» Problem details
Copy each of the following rows verbatim, keeping every character and line break unchanged.
[start]
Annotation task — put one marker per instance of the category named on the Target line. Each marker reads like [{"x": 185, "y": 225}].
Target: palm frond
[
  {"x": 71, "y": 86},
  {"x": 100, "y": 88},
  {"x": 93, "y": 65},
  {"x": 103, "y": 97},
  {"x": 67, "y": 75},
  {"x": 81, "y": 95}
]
[end]
» Result of the task
Annotation task — put one marker per instance of the category named on the Target line. Each marker reads like [{"x": 185, "y": 225}].
Target: palm frond
[
  {"x": 71, "y": 86},
  {"x": 100, "y": 88},
  {"x": 93, "y": 65},
  {"x": 103, "y": 97},
  {"x": 67, "y": 75},
  {"x": 81, "y": 95}
]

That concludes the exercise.